## What to do
A: In the book review, which H.G. Wells novel does The Army of Doctor Moreau draw on for inspiration and world-building?
B: Please carry the book review of The Army of Doctor Moreau forward from its last sentence.

## Document extract
************

Book Review: Sherlock Holmes - The Army of Doctor Moreau / Author: Guy Adams / Publisher: Titan Books / Release Date: August 24th

It’s funny how life is sometimes. Starburst was the first magazine to feature a review of one of Guy Adams’ books back in the day, and now we’re covering his latest work, The Army of Doctor Moreau.

As aficionados of Victorian literature may have guessed from the name, the latest offering from Adams draws on H.G. Wells’ The Island of Doctor Moreau for inspiration and world-building and plonks Sherlock Holmes and Dr. Watson in the middle of it all. The story concerns a potential return of Doctor Moreau to the streets of London, and this time he’s bringing hybrid-creatures with him. But is he actually back? That’s the question that troubles our heroes for a good portion of the novel.

Joining them on this adventure is a crack squad of scientists and big game hunters picked by Sherlock’s living sofa of a brother Mycroft. Professor's Cavor, Challenger and Lindenbrook (rather than Lidenbrock; Adams is using a different translation of Jules Verne’s original French text to get his name) form the scientist part of the equation; while some characters from the Holmes canon make an appearance (namely Shinwell Johnson and Wiggins, their page-boy) and finally, big game hunter Carruthers comes from Adams’ series of original novels to complete the party.

Mercifully, all those characters are in there for a reason – they all have a part to play and we get to see events from the perspective of about 90% of them in little snippets (indeed, a humorous few statements from Mycroft serve as an ending to the book). This does lead to some overlap in the events that we see, lines that are repeated but that’s to be expected – it ensures that the reader doesn’t lose track of the characters.

************

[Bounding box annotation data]
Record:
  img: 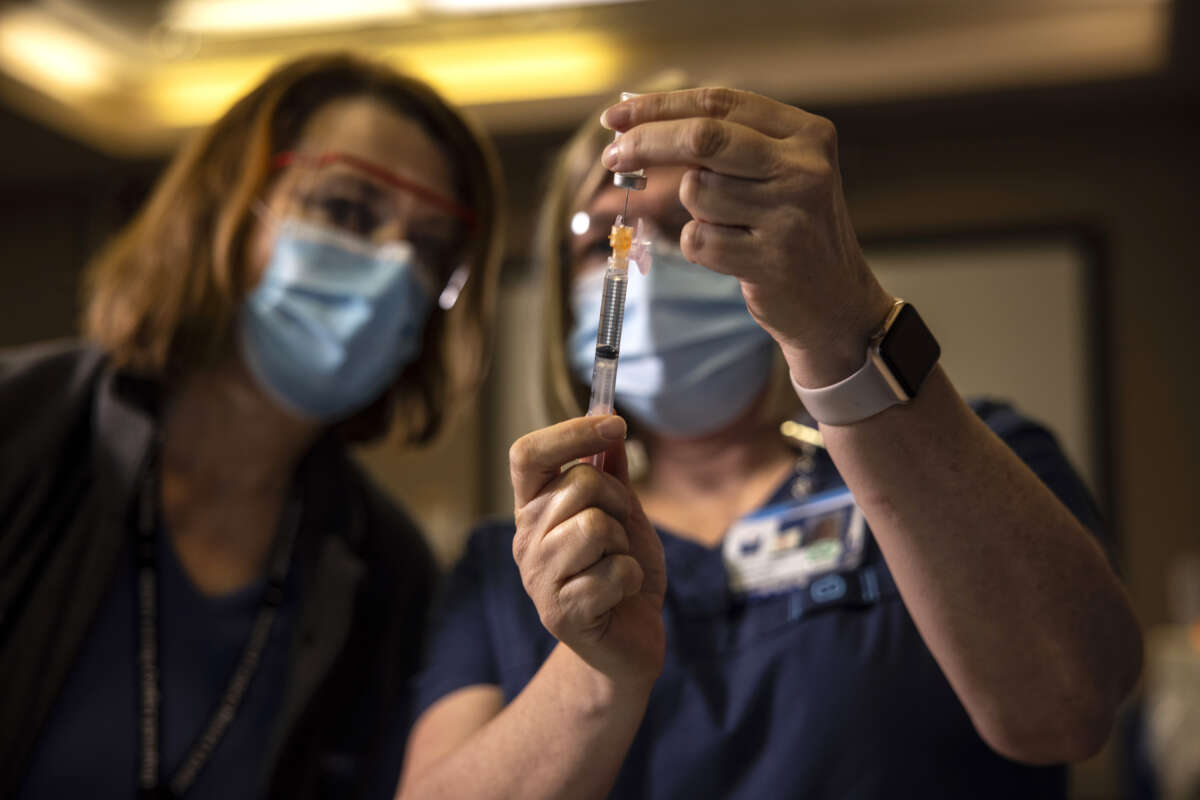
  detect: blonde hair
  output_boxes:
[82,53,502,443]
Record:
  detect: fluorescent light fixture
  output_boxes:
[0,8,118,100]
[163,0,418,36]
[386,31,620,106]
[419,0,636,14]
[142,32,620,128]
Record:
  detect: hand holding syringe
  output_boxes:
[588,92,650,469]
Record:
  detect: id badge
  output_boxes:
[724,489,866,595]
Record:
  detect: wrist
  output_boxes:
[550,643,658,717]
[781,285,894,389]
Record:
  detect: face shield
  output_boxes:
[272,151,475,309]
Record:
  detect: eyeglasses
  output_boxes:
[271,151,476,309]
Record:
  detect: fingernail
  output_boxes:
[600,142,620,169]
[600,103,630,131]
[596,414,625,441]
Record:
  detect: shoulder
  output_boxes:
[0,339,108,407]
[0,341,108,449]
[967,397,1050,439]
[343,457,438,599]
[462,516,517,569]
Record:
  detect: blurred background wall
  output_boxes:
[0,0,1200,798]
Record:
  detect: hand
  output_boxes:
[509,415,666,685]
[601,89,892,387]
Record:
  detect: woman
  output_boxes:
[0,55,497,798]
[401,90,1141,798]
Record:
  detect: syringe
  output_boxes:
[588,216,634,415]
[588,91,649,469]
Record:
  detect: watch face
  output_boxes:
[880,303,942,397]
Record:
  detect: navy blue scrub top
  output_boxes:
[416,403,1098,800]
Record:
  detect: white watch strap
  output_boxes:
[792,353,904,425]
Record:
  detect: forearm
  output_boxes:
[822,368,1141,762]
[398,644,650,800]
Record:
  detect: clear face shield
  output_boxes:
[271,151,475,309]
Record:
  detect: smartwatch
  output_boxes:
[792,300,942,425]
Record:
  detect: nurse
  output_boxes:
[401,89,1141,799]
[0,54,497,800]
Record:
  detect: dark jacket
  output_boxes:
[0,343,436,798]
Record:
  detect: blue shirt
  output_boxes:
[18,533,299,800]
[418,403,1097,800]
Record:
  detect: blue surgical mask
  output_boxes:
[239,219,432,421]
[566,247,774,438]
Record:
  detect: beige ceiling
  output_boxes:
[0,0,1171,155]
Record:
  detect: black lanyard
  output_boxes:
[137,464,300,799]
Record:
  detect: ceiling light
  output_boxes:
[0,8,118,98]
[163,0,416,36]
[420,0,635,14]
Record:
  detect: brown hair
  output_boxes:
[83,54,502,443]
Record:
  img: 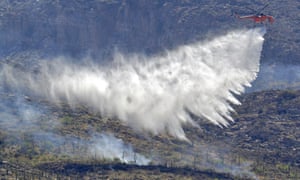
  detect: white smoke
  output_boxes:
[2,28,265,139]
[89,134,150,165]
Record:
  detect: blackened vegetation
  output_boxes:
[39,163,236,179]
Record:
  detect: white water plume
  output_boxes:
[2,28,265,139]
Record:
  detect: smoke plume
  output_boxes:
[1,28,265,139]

************

## Final results
A: The Island of Doctor Moreau

B:
Considering that it has 284 pages, it’s amazing how quickly that flies by. It’s not the longest book in the world (that honour belongs to Twilight when you’re forced to read it) but it still dips into the moral questions that must’ve plagued the scientists of the 19th century and anything that does that is well worth a read.

It’s not the best pastiche around but Adams is a natural fit for the world of Sherlock Holmes. He creates interesting stories with well-developed characters and brings a subtle sense of humour to the work (one line in particular was genius and fit the character of Holmes rather well). We can but hope that he gets the chance to visit the streets of Victorian London again, at least once more. One thing that Adams wanted to accomplish with these books is to have them read like novels of the time, and he has certainly succeeded in that.